### Provided text:
▽

# 2005 sentra b13



## elianne2005 (May 22, 2006)

Here's my 2005 mexican sentra b13. Suggestions accepted! 

























I'm having this idea... to install another exhaust tip like this:








What do you think??

Visit my cardomain site at:
http://www.cardomain.com/ride/2360516


----------



## ekizz (Jan 7, 2005)

clean tsuru. honestly i think that the dual exhaust pipes are ricer. you done any mods to the engine?


----------



## elianne2005 (May 22, 2006)

Ok, i think you're right, and i'm not looking for ricer... About the engine, I've got very few money to do any mods... Most of the exterior mods were done because of gifts, and for the engine i've only saved like 500 dollars, so I think I'll have to wait for that. What light mods would you do to the engine with that money?? If I could spend a lot more, what mods would you recommend me to do, between 1000 and 1500 dollars???


----------



## K2Fugative169 (Mar 31, 2005)

△

### Record list:
▽

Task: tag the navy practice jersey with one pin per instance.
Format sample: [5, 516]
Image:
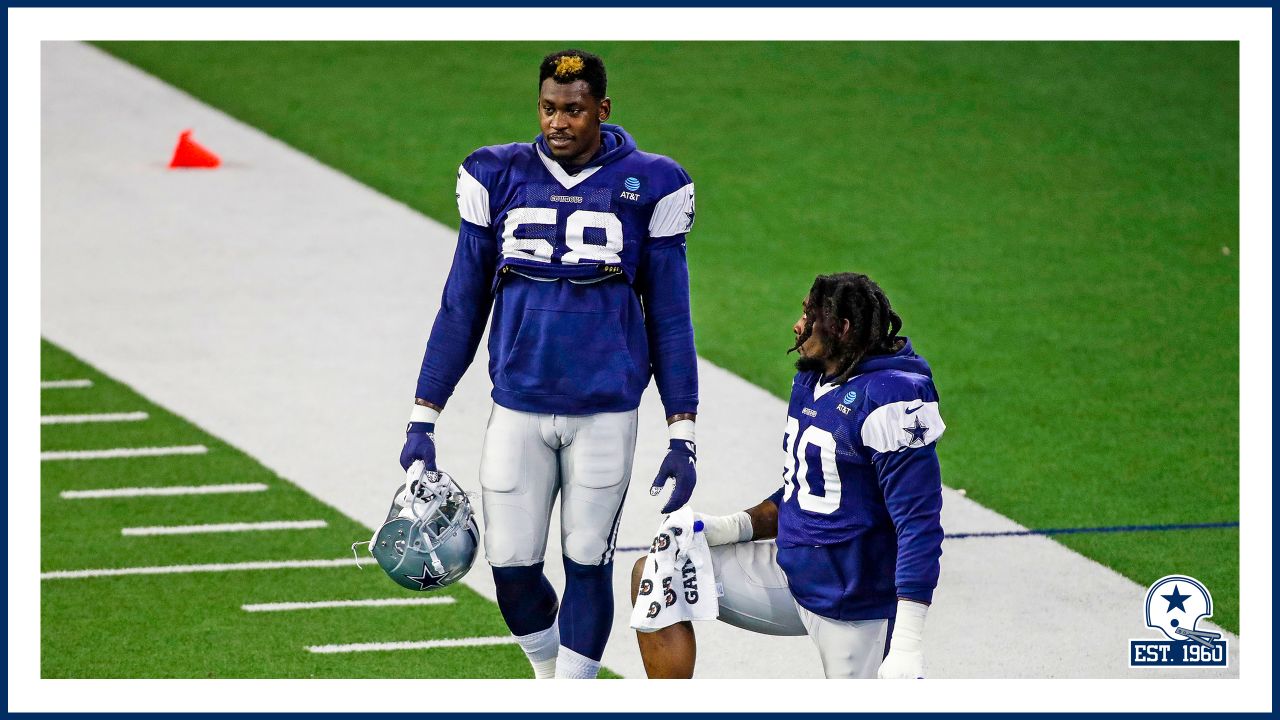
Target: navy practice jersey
[859, 510]
[585, 274]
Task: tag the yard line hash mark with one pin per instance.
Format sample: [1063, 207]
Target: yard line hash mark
[160, 491]
[414, 645]
[327, 604]
[224, 528]
[63, 384]
[208, 568]
[122, 452]
[92, 418]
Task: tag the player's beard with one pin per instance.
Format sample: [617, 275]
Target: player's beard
[807, 364]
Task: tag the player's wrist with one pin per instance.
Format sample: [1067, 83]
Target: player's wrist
[726, 529]
[424, 414]
[909, 625]
[681, 431]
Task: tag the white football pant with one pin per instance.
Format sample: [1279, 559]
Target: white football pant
[530, 458]
[757, 598]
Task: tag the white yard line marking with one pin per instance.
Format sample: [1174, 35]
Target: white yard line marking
[415, 645]
[123, 452]
[210, 568]
[160, 491]
[224, 528]
[92, 418]
[60, 384]
[327, 604]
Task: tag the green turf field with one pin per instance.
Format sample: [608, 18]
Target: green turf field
[192, 625]
[1056, 222]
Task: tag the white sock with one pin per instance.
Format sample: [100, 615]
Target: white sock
[574, 666]
[540, 648]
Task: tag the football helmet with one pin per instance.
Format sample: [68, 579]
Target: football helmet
[429, 538]
[1175, 604]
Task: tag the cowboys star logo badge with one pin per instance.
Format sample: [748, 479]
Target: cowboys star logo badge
[428, 580]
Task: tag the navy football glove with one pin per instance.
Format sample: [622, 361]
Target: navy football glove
[419, 445]
[679, 464]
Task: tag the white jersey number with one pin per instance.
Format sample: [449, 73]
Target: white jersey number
[539, 249]
[795, 468]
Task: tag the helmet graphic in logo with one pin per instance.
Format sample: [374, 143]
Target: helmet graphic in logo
[429, 538]
[1175, 604]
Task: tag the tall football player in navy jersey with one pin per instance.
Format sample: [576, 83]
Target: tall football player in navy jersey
[576, 241]
[856, 518]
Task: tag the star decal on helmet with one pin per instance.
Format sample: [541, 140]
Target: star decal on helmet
[1175, 601]
[428, 580]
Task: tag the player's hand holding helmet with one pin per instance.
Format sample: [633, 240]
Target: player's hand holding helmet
[429, 538]
[680, 465]
[419, 446]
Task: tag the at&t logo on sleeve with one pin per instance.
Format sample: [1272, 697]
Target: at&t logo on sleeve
[1175, 605]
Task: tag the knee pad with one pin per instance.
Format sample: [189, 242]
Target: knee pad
[525, 597]
[586, 548]
[586, 614]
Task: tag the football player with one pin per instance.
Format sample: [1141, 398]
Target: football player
[576, 242]
[856, 518]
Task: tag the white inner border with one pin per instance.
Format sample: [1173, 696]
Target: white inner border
[1252, 27]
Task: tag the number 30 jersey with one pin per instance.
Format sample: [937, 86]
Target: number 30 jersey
[586, 277]
[859, 511]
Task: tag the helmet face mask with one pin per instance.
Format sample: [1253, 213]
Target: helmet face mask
[430, 537]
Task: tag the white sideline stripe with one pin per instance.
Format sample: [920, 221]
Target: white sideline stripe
[123, 452]
[160, 491]
[58, 384]
[325, 604]
[209, 568]
[94, 418]
[415, 645]
[225, 528]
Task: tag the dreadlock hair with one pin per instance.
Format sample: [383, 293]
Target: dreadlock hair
[568, 65]
[872, 322]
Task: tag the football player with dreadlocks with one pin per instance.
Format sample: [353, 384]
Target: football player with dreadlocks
[576, 242]
[856, 518]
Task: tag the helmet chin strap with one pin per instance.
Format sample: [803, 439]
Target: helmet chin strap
[437, 564]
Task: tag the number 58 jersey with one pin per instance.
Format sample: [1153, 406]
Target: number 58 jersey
[586, 277]
[859, 513]
[594, 223]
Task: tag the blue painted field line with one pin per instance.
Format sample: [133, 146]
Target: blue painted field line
[1102, 529]
[1060, 532]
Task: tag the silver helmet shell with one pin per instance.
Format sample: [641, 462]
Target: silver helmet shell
[430, 537]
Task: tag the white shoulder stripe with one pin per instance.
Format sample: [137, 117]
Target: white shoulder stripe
[472, 199]
[673, 214]
[900, 425]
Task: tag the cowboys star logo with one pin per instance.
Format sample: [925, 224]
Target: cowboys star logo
[428, 580]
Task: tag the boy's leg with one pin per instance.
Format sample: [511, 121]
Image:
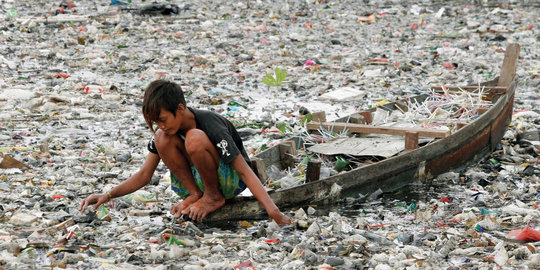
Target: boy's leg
[172, 151]
[205, 157]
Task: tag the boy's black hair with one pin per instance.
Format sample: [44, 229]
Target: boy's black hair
[161, 94]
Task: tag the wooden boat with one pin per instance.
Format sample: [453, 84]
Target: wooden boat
[467, 145]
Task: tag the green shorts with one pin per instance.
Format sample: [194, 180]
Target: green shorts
[230, 182]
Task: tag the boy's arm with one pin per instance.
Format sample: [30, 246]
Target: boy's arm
[135, 182]
[255, 186]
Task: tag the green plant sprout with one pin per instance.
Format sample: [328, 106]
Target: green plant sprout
[276, 80]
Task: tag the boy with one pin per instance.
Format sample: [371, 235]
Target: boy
[203, 151]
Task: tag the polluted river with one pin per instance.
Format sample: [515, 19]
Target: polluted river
[71, 91]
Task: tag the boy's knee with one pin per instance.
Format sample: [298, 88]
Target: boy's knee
[161, 139]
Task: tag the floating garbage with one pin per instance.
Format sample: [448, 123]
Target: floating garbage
[73, 73]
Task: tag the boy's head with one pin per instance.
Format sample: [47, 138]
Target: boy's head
[161, 94]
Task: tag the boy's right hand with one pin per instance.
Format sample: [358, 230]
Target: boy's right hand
[280, 218]
[97, 199]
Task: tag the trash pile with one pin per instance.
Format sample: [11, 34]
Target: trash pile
[73, 75]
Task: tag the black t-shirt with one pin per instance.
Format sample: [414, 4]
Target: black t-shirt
[221, 132]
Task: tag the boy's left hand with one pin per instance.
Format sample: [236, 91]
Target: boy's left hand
[280, 218]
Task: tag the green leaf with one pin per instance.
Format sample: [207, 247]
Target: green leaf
[306, 119]
[280, 75]
[268, 82]
[282, 127]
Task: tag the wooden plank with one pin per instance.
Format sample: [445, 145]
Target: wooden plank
[461, 125]
[319, 116]
[357, 118]
[313, 171]
[482, 110]
[411, 140]
[258, 167]
[471, 88]
[285, 153]
[368, 116]
[508, 70]
[293, 146]
[358, 128]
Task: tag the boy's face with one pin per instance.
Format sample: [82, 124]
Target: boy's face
[168, 122]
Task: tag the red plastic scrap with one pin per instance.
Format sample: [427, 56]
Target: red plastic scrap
[276, 241]
[63, 75]
[526, 234]
[445, 199]
[245, 266]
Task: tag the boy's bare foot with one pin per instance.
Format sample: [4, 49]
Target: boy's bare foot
[204, 206]
[177, 209]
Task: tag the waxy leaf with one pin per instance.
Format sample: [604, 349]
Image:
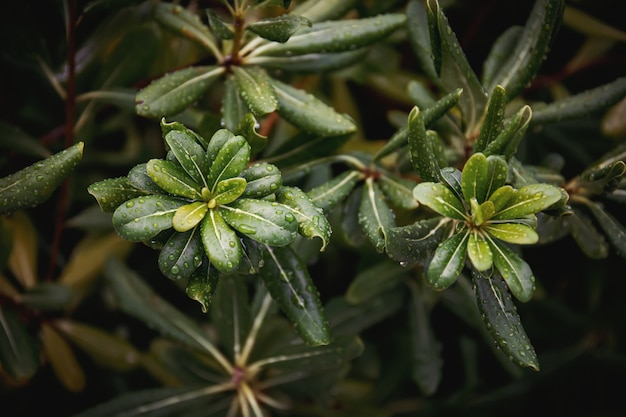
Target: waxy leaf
[144, 217]
[112, 192]
[309, 113]
[448, 261]
[175, 91]
[181, 255]
[502, 320]
[311, 220]
[255, 88]
[262, 179]
[439, 198]
[231, 159]
[263, 221]
[173, 179]
[34, 184]
[220, 242]
[290, 285]
[515, 271]
[279, 28]
[375, 217]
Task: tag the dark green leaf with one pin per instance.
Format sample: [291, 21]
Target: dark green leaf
[289, 283]
[34, 184]
[501, 319]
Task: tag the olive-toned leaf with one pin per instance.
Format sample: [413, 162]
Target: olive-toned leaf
[262, 179]
[189, 153]
[175, 91]
[415, 242]
[19, 354]
[181, 255]
[502, 320]
[112, 192]
[173, 179]
[144, 217]
[202, 285]
[310, 113]
[448, 261]
[31, 186]
[337, 36]
[230, 161]
[375, 217]
[529, 199]
[515, 271]
[260, 220]
[439, 198]
[255, 89]
[221, 243]
[328, 195]
[279, 28]
[311, 220]
[531, 49]
[288, 281]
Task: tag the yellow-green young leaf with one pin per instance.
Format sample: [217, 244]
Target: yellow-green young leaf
[181, 255]
[529, 199]
[262, 179]
[264, 221]
[34, 184]
[515, 271]
[501, 319]
[144, 217]
[255, 89]
[520, 234]
[176, 91]
[309, 113]
[62, 359]
[173, 179]
[439, 198]
[288, 281]
[448, 261]
[189, 215]
[104, 348]
[221, 243]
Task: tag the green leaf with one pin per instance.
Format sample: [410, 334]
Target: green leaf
[279, 28]
[181, 255]
[529, 199]
[337, 36]
[175, 91]
[448, 261]
[309, 113]
[375, 217]
[329, 194]
[262, 179]
[532, 47]
[520, 234]
[173, 179]
[439, 198]
[31, 186]
[515, 271]
[502, 320]
[288, 281]
[144, 217]
[189, 153]
[112, 192]
[415, 242]
[311, 220]
[19, 354]
[230, 161]
[221, 243]
[256, 89]
[260, 220]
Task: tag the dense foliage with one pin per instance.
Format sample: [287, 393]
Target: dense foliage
[303, 208]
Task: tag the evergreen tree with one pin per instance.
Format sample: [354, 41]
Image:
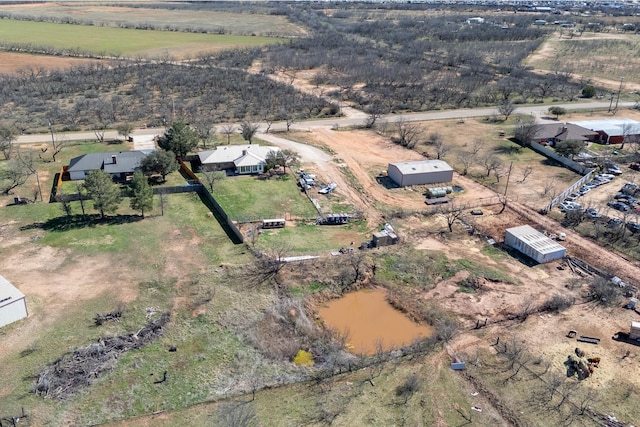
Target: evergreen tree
[141, 193]
[104, 193]
[179, 138]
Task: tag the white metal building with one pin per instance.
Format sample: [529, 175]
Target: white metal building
[13, 305]
[534, 244]
[420, 172]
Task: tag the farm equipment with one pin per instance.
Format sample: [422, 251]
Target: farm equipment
[581, 364]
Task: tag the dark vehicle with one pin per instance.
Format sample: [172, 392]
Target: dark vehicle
[633, 226]
[591, 213]
[626, 198]
[614, 222]
[619, 206]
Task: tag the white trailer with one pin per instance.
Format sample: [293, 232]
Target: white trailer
[13, 305]
[534, 244]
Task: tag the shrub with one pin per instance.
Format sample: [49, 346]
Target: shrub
[303, 358]
[588, 91]
[557, 303]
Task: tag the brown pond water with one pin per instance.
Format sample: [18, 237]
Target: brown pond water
[369, 319]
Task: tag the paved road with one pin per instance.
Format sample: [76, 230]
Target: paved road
[355, 118]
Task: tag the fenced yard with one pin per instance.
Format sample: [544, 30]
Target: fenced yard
[249, 198]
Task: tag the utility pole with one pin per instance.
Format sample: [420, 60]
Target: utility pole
[611, 102]
[506, 186]
[618, 97]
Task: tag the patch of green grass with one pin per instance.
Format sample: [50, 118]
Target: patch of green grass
[415, 268]
[479, 270]
[309, 239]
[247, 197]
[260, 21]
[118, 41]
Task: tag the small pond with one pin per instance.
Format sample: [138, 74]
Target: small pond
[369, 319]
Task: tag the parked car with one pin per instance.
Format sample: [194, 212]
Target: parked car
[614, 222]
[625, 198]
[591, 213]
[618, 206]
[614, 171]
[328, 188]
[569, 206]
[633, 226]
[606, 176]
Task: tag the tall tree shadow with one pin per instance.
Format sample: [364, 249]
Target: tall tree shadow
[71, 222]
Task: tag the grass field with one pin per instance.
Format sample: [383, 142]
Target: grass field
[117, 41]
[599, 56]
[259, 23]
[313, 239]
[246, 197]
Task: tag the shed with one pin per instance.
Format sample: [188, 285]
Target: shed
[420, 172]
[634, 333]
[534, 244]
[13, 305]
[384, 238]
[273, 223]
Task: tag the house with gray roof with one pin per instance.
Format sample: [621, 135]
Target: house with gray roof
[241, 159]
[119, 165]
[557, 132]
[612, 131]
[420, 172]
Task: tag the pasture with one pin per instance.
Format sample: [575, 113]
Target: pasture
[120, 42]
[258, 23]
[603, 58]
[246, 197]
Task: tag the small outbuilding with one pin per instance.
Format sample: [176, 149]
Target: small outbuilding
[634, 333]
[534, 244]
[384, 238]
[13, 305]
[420, 172]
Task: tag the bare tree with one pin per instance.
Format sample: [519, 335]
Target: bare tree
[228, 130]
[491, 162]
[211, 177]
[506, 109]
[451, 212]
[528, 170]
[628, 131]
[467, 160]
[374, 112]
[248, 130]
[477, 145]
[408, 134]
[203, 127]
[57, 143]
[14, 175]
[526, 130]
[437, 141]
[8, 135]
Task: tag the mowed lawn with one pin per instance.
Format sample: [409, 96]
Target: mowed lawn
[106, 40]
[246, 197]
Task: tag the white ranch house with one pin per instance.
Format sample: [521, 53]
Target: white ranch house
[241, 159]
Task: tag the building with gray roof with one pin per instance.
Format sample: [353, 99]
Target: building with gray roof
[119, 165]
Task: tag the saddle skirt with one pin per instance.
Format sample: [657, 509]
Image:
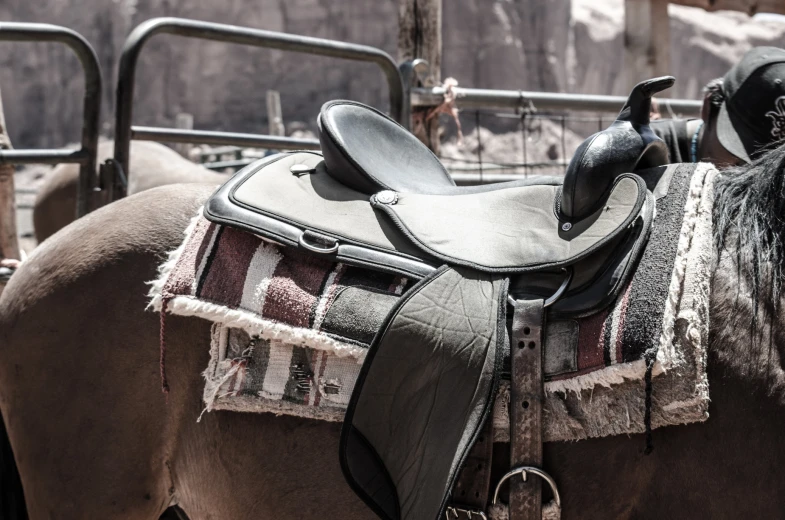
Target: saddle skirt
[435, 363]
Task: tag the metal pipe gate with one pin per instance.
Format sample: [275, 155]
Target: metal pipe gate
[124, 131]
[518, 100]
[85, 157]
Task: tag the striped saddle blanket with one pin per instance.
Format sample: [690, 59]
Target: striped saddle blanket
[290, 331]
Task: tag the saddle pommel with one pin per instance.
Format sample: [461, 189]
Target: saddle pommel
[628, 144]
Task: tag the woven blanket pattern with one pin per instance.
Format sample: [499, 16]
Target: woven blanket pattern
[291, 330]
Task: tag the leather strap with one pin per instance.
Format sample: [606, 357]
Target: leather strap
[473, 485]
[526, 407]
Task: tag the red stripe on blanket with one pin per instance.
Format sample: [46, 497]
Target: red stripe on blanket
[591, 339]
[226, 273]
[181, 278]
[294, 288]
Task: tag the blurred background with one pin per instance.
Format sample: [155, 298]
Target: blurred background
[563, 46]
[540, 45]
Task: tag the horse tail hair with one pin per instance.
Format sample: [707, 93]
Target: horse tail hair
[12, 499]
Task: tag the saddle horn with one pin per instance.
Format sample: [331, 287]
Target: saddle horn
[626, 145]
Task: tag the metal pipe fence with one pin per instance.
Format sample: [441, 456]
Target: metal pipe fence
[519, 100]
[91, 111]
[124, 131]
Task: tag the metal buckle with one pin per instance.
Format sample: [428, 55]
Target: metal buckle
[451, 513]
[523, 471]
[559, 292]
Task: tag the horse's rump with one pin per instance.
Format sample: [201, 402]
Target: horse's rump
[291, 330]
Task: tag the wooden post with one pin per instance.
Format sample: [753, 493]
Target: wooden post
[420, 36]
[9, 243]
[647, 41]
[184, 121]
[274, 113]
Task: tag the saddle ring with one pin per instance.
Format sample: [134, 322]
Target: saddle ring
[523, 471]
[316, 249]
[559, 292]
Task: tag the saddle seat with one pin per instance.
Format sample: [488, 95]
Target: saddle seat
[378, 198]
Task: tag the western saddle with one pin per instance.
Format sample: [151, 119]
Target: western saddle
[415, 442]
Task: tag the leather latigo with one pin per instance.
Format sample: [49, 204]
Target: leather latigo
[526, 407]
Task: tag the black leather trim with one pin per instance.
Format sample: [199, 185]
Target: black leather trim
[222, 208]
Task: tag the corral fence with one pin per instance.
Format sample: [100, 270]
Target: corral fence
[533, 110]
[548, 126]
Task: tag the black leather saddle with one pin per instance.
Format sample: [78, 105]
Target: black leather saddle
[376, 197]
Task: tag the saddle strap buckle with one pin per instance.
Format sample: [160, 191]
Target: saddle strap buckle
[318, 243]
[454, 513]
[524, 471]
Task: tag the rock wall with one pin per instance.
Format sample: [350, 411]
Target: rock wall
[553, 45]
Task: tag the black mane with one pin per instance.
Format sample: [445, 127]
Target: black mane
[749, 225]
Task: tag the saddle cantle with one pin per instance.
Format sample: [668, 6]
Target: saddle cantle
[377, 198]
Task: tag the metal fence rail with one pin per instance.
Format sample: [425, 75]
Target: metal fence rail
[91, 112]
[244, 36]
[519, 100]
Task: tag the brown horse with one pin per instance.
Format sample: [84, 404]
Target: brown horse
[94, 437]
[152, 165]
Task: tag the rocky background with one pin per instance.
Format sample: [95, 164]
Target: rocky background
[551, 45]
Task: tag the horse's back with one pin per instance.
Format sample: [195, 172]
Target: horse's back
[152, 165]
[79, 384]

△

### Task to complete:
Transcribe word for word the portion of the Sentra B13 forum thread above, starting with "Visit my cardomain" and going on through "to the engine?".

### The answer:
Visit my cardomain site at:
http://www.cardomain.com/ride/2360516


----------



## ekizz (Jan 7, 2005)

clean tsuru. honestly i think that the dual exhaust pipes are ricer. you done any mods to the engine?